SET EXERCISE: Identify each line in the items below that contains the string "fluorescent" and copy those lines. The match is case-sensitive.

[Records from a point annotation dataset]
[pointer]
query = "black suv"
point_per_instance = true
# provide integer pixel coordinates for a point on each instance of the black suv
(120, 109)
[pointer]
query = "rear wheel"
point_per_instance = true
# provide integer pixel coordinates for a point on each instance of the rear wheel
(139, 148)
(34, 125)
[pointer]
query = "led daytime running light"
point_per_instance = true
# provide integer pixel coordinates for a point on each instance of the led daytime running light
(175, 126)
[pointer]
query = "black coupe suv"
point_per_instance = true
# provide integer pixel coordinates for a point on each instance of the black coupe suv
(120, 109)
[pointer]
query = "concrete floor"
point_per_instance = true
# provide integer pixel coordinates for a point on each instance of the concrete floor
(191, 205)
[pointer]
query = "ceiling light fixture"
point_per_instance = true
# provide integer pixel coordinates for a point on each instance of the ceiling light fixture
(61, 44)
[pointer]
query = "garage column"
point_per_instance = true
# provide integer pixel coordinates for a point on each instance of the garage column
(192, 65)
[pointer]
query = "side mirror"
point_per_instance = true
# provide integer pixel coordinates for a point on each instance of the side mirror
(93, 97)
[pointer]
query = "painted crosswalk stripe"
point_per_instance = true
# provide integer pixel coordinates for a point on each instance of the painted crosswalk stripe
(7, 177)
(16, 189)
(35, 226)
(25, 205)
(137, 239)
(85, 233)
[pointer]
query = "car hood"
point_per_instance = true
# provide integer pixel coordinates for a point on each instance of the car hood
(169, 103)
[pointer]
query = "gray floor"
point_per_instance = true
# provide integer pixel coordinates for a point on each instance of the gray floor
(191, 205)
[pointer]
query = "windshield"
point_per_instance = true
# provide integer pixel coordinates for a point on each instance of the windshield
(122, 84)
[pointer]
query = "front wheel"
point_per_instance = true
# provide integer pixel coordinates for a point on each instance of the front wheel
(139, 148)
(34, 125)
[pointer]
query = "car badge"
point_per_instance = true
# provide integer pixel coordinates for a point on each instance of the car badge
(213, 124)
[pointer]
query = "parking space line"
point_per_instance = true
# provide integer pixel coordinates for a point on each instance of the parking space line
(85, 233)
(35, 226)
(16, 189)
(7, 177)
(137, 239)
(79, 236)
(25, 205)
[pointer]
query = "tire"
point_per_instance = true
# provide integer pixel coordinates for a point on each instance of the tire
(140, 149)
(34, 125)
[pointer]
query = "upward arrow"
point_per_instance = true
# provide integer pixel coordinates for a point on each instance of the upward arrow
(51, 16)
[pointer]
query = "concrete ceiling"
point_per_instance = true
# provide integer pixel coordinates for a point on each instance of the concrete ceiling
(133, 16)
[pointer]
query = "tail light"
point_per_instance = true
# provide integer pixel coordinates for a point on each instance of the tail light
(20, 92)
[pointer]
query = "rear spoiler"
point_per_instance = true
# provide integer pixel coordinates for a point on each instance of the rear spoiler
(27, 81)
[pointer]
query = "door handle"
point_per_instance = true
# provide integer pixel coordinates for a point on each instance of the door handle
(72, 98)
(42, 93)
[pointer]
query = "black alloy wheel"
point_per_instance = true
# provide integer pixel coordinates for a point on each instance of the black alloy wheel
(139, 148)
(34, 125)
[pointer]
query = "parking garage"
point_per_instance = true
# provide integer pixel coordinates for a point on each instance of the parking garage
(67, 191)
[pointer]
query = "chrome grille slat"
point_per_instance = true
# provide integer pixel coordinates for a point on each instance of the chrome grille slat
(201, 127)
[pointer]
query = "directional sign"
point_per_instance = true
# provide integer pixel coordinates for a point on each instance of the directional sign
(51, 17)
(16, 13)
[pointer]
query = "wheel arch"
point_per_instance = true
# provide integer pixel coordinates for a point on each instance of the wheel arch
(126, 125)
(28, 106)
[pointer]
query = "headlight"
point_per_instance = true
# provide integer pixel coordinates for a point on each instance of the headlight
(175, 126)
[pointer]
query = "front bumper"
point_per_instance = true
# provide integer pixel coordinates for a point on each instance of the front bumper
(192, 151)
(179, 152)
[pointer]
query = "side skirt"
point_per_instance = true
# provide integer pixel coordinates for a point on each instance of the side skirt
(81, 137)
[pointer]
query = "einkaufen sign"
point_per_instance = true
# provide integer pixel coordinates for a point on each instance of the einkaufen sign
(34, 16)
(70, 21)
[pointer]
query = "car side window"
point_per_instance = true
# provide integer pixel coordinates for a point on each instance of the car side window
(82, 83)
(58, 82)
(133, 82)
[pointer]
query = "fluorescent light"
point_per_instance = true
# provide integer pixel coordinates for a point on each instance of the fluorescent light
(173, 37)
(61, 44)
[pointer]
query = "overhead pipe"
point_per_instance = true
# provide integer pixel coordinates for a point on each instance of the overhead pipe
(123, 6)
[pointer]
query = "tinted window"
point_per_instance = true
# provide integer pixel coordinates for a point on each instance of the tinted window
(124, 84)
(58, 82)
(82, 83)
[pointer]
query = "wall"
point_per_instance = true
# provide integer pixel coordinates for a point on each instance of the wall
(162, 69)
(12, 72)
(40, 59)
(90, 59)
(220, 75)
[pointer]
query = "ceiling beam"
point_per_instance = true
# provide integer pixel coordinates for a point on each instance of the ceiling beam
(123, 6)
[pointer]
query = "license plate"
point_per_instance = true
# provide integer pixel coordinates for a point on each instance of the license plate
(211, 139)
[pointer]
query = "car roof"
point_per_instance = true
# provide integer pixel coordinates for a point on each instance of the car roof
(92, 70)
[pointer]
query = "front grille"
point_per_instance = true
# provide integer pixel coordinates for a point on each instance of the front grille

EXERCISE ANSWER:
query = "fluorescent light"
# provide integer pixel coordinates for a point on each instance of the fluorescent light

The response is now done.